Document =>
Semantic Code Search
Semantic code search implementation using Tensorflow framework and the source code data from the CodeSearchNet project. The model training pipeline was based on the implementation in CodeSearchNet repository. Python, Java, Go, Php, Javascript, and Ruby programming language are supported.
Model Description
BPE tokenizer is used to encode both code strings and query strings(docstrings are used as queries in training). Code strings are padded and encoded to the length of 200 tokens. Query strings are padded and encoded to the length of 30 tokens. Both code embedding size and query embedding size are 256. Token embeddings are masked and then an unweighted mean is performed to get a vector with 256 dimensions for code strings and query strings. Cosine similarity is calculated between the code representations and the query representations. Further details can be found on the WANDB run
Model Structure
- Deep Structured Semantic Model
- Wide & Deep Learning
Project Structure
Python package with scripts to prepare the data, train/test the model and predict.
Data
We use the data from the CodeSearchNet project. The downloaded data is around 20GB.
Training the model
To install the reqiured dependencies
pip3 install -r requirements.txt
Preparing data
Data preparation step is seperated from the training step because of computing time and memory consumption.
Training and evaluation
Start the training
python3 -m train --model neuralbow_v1
The model will be trained for each language. The evaluation metric is MRR for validation and test sets, however, the output of prediction will be evaluated by GitHub using nDCG.
Model Downloads
Query the trained model
Predict
python3 predict.py -r wuchen/SemanticCodeSearch/1fpfl6dq
Online Semantic Code Search website
- Requirements: Flask
- Import source code file
- Running the dev server
Model Server
python3 -m server.main
Web Front-End
cd react-code-search
npm install
npm start

Collected data =>
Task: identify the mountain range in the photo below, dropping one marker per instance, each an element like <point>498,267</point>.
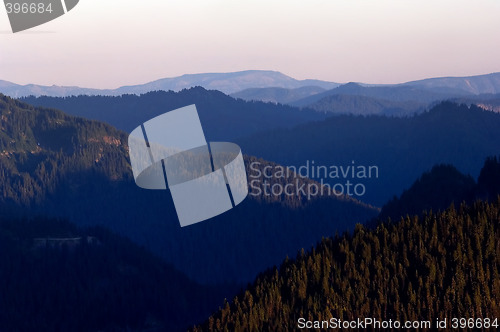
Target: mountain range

Challenge =>
Can you return the whole code search page word for word, with nothing changed? The listing is separate material, unrelated to the code search page.

Exercise solution =>
Semantic Code Search
Semantic code search implementation using Tensorflow framework and the source code data from the CodeSearchNet project. The model training pipeline was based on the implementation in CodeSearchNet repository. Python, Java, Go, Php, Javascript, and Ruby programming language are supported.
Model Description
BPE tokenizer is used to encode both code strings and query strings(docstrings are used as queries in training). Code strings are padded and encoded to the length of 200 tokens. Query strings are padded and encoded to the length of 30 tokens. Both code embedding size and query embedding size are 256. Token embeddings are masked and then an unweighted mean is performed to get a vector with 256 dimensions for code strings and query strings. Cosine similarity is calculated between the code representations and the query representations. Further details can be found on the WANDB run
Model Structure
- Deep Structured Semantic Model
- Wide & Deep Learning
Project Structure
Python package with scripts to prepare the data, train/test the model and predict.
Data
We use the data from the CodeSearchNet project. The downloaded data is around 20GB.
Training the model
To install the reqiured dependencies
pip3 install -r requirements.txt
Preparing data
Data preparation step is seperated from the training step because of computing time and memory consumption.
Training and evaluation
Start the training
python3 -m train --model neuralbow_v1
The model will be trained for each language. The evaluation metric is MRR for validation and test sets, however, the output of prediction will be evaluated by GitHub using nDCG.
Model Downloads
Query the trained model
Predict
python3 predict.py -r wuchen/SemanticCodeSearch/1fpfl6dq
Online Semantic Code Search website
- Requirements: Flask
- Import source code file
- Running the dev server
Model Server
python3 -m server.main
Web Front-End
cd react-code-search
npm install
npm start